* TEXTE DE LECTURE:
Dans Personne, son nouveau spectacle qu’elle présente au Théâtre 14 du 9 au 27 janvier 2024, Elisabeth Chailloux livre une adaptation épurée et profonde du roman du même nom de Gwenaëlle Aubry, prix Femina 2009. Sarah Karbasnikoff, qui en signe l’adaptation scénique et qui se livre à un seule en scène magistral fait résonner la voix de cette femme à qui le père disparu a laissé un manuscrit, « Le mouton noir mélancolique », avec pour seule consigne de le « romancer ». Elisabeth Chailloux en fait une pièce sur le pouvoir invocatoire de la parole, la force des mots et la nécessité du silence.
Sur le plateau, deux énormes toiles blanches tendues figurent deux pages blanches d’un livre sur lequel s’écrivent les phrases mélancoliques de ce père, François-Xavier Aubry, éminent avocat, illustre professeur à l’ENA et en école de commerce, rongé par un trouble bipolaire qui le précipite soudain dans l’ombre de soi-même et dans les noirceurs de son âme. Cet homme, à l’identité lumineuse et flamboyante, n’est alors finalement personne : il est un costume vide, comme celui qui est posé sur la scène au début du spectacle, avant que Sarah Karbasnikoff vienne en enfiler la veste grise, cette couleur qui n’est ni tout à fait du noir, ni totalement du blanc, comme pour signifier cet entre-deux que devient la pièce, cette rencontre qu’elle facilite. La comédienne alterne ainsi entre la parole du père et celle de la fille, qui s’entrechoquent, s’entremêlent et s’entrevoient.
La voix et le corps de personne
Le travail d’Elisabeth Chailloux épouse avec intelligence et finesse ce qui fait le cœur du roman-abécédaire de Gwenaëlle Aubry autant que les réflexions philosophiques de cette dernière autour du sujet et de l’ontologie moderne. Atteint d’un trouble psychiatrique, le père de l’auteure confirme pour ainsi dire l’idée que l’identité comme dunamis, comme puissance déjà-là, n’existe pas, à la différence de ce que pouvait affirmer Aristote. La voix, c’est-à-dire ce récit de soi que l’on invente pour autrui (et pour soi-même), devient un masque, une possibilité de s’incarner dans un nouveau Moi, dans des personnages divers, comme ceux qui ponctuent le roman structuré comme un abécédaire et dont Sarah Karbasnikoff a commencé à élaborer, pendant le confinement, la version scénique qu’elle signe pour le spectacle.

* CONSIGNES:
1. D'après la critique du spectacle Personne, répondez aux points suivants :
(a) Dans quel théâtre et à quelles dates le spectacle est-il présenté ?
(b) Que figurent les deux énormes toiles blanches tendues sur le plateau ?
(c) À quel moment Sarah Karbasnikoff a-t-elle commencé à élaborer la version scénique ?
2. Recopiez à l'identique le passage de la critique du spectacle Personne de « La voix et le » à « pour le spectacle. ».
Seule la critique du spectacle Personne sert de référence.

* LIGNES FOURNIES:

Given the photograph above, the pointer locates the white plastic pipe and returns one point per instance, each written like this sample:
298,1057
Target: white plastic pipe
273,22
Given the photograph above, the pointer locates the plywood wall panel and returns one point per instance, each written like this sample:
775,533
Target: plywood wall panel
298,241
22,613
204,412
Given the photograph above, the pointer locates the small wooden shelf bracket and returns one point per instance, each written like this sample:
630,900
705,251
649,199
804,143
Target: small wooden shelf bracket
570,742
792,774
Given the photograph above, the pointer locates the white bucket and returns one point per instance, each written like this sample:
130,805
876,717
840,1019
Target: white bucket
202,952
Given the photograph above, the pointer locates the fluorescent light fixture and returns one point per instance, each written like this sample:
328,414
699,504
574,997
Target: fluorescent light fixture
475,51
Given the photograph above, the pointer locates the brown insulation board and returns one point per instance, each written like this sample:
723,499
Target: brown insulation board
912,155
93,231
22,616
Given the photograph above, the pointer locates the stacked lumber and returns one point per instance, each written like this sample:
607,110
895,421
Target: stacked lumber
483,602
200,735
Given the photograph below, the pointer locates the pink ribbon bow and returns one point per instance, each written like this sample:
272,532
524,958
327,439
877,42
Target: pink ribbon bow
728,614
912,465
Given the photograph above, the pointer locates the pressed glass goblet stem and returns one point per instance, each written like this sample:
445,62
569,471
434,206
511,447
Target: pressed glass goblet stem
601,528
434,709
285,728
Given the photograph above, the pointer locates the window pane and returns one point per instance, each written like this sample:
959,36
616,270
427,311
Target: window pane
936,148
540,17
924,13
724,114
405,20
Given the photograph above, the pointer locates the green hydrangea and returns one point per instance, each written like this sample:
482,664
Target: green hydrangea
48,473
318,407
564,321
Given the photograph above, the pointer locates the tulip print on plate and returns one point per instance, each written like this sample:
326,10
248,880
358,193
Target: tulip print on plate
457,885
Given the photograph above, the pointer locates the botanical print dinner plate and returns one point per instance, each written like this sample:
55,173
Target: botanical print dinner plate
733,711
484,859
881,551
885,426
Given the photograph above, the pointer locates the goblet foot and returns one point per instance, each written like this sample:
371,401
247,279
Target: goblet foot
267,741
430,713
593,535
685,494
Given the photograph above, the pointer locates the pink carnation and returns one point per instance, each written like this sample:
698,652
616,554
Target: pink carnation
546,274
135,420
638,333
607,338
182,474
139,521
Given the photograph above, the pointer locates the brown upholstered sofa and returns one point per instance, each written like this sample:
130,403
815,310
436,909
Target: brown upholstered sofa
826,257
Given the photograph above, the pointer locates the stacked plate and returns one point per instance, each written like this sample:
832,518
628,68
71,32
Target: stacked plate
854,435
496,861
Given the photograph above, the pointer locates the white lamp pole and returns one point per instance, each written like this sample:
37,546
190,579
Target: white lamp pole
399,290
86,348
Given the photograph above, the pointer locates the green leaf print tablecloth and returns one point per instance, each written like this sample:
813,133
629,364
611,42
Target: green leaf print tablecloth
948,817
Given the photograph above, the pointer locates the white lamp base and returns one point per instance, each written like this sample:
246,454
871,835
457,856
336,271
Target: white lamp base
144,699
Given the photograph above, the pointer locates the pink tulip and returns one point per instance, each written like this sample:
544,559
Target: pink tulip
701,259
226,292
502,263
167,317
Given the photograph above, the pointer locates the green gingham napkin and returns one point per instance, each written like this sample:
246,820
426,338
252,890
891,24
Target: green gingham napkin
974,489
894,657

* RÉPONSES:
1.
(a) Au Théâtre 14, du 9 au 27 janvier 2024.
(b) Deux pages blanches d'un livre.
(c) Pendant le confinement.

2.
La voix et le corps de personne
Le travail d’Elisabeth Chailloux épouse avec intelligence et finesse ce qui fait le cœur du roman-abécédaire de Gwenaëlle Aubry autant que les réflexions philosophiques de cette dernière autour du sujet et de l’ontologie moderne. Atteint d’un trouble psychiatrique, le père de l’auteure confirme pour ainsi dire l’idée que l’identité comme dunamis, comme puissance déjà-là, n’existe pas, à la différence de ce que pouvait affirmer Aristote. La voix, c’est-à-dire ce récit de soi que l’on invente pour autrui (et pour soi-même), devient un masque, une possibilité de s’incarner dans un nouveau Moi, dans des personnages divers, comme ceux qui ponctuent le roman structuré comme un abécédaire et dont Sarah Karbasnikoff a commencé à élaborer, pendant le confinement, la version scénique qu’elle signe pour le spectacle.